◆ Task description
Print every line of the data below word for word, with no changes.

== Extracted data ==

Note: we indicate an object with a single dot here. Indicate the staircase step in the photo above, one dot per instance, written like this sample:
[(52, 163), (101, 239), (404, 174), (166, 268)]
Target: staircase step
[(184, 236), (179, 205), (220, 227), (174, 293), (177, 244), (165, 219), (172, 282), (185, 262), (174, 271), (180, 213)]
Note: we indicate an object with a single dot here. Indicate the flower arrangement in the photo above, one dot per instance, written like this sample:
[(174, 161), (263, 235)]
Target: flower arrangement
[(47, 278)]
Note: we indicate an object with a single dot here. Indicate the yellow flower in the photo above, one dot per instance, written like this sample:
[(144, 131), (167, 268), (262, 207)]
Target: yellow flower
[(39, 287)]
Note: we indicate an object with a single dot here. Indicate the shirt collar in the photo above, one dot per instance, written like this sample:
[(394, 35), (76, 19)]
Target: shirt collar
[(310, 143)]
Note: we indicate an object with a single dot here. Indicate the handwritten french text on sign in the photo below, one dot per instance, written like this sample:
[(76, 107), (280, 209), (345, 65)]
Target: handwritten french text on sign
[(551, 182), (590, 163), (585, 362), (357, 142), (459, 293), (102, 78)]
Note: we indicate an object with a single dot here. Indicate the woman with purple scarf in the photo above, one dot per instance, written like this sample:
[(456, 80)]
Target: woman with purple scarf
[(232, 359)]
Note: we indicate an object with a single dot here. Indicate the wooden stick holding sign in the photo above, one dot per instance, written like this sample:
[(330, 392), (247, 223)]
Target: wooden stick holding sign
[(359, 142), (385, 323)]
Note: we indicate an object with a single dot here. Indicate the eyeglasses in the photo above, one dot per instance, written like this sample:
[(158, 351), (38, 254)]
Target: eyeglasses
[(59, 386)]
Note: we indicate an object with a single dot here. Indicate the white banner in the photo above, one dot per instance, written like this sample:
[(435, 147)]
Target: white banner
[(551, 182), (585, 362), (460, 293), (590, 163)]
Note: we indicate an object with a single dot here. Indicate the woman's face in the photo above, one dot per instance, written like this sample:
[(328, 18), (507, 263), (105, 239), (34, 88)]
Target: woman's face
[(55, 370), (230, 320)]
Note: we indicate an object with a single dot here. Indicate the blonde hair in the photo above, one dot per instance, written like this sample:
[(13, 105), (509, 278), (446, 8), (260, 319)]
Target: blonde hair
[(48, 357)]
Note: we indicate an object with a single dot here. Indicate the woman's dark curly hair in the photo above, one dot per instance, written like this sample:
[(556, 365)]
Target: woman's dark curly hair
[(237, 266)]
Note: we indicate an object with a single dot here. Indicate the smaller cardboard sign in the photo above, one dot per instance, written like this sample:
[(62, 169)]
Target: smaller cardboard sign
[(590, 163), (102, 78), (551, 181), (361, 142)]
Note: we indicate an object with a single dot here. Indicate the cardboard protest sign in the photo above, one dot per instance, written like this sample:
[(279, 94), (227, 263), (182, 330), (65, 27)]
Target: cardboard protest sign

===

◆ Expected answer
Note: we indicate an object with a single dot here. Indicate the staircase step in the photo above, one dot per instance, written like this sample:
[(52, 163), (101, 239), (404, 174), (166, 268)]
Target: staircase step
[(184, 236), (179, 205), (220, 227), (174, 293), (177, 244), (165, 219), (172, 282), (185, 262), (174, 271), (180, 213)]
Note: we indicate an object with a single dot here. Indicate the flower arrangement in the photo above, one dot per instance, written like this sample:
[(174, 161), (263, 235)]
Target: flower arrangement
[(47, 278)]
Note: we indicate an object with a single dot here. Indicate the yellow flower in the photo above, one dot per instance, written like this sample:
[(144, 131), (167, 268), (262, 207)]
Target: yellow flower
[(39, 287)]
Note: we indicate an object with a single dot here. Indicate the shirt collar in the photo above, one dot per instance, written like this sample:
[(394, 35), (76, 19)]
Target: shirt collar
[(310, 143)]
Note: we indicate an object with a single dot here. Indicate the handwritten french text on sign in the photo below, one dot per instance, written like this sample:
[(76, 107), (280, 209), (345, 65)]
Target: handwritten french text on sign
[(551, 182), (590, 163), (585, 362), (357, 142), (459, 293), (102, 78)]
Note: we indicate an object with a single dot here. Indicate the woman with purple scarf in the photo above, one dot per instance, written like this sample:
[(456, 80)]
Target: woman with purple scarf
[(232, 359)]
Note: we indicate an object with a single dot here. Indicate the wooden stick holding sign in the photo above, one dot per instance, written like this sample:
[(330, 392), (247, 223)]
Target: wooden stick holding sign
[(359, 142), (385, 323)]
Note: we indicate an object with a single dot here. Indicate the eyeglasses in the photo above, one dot per instance, written like this sample:
[(158, 351), (38, 254)]
Target: eyeglasses
[(59, 386)]
Note: we indicate an object with a single dot here. Indicate the white banner in the photo above, one dot per instance, written like this sample:
[(435, 147)]
Target: white banner
[(551, 182), (585, 362), (460, 293), (590, 163)]
Note: we indicate an object with a single dot here. Indicate the woman's face in the photo above, one dot per instance, written like this sample:
[(328, 18), (507, 263), (105, 239), (34, 88)]
Target: woman's face
[(55, 370), (230, 320)]
Note: we indicate an object with a single dot here. Indicate the blonde hair in the photo above, one dot per instance, written like this sample:
[(13, 105), (509, 278), (446, 8), (260, 319)]
Target: blonde hair
[(48, 357)]
Note: we indicate an object with a single dot here. Indicate the woman's dark curly hair in the photo above, one dot per instance, written like this sample:
[(556, 365)]
Target: woman's dark curly hair
[(237, 266)]
Note: we indicate an object with a single dot here. Indicate the smaller cardboard sign in the photo above, one dot per instance, written like this sample:
[(62, 169)]
Target: smaller cardboard sign
[(590, 163), (102, 78), (551, 181), (361, 142)]
Note: we indicate an object with a single dot here. Indicate the cardboard protest sign in the photo above, one dot per instance, written like this sample:
[(279, 94), (227, 263), (182, 330), (65, 27)]
Target: cardboard protest sign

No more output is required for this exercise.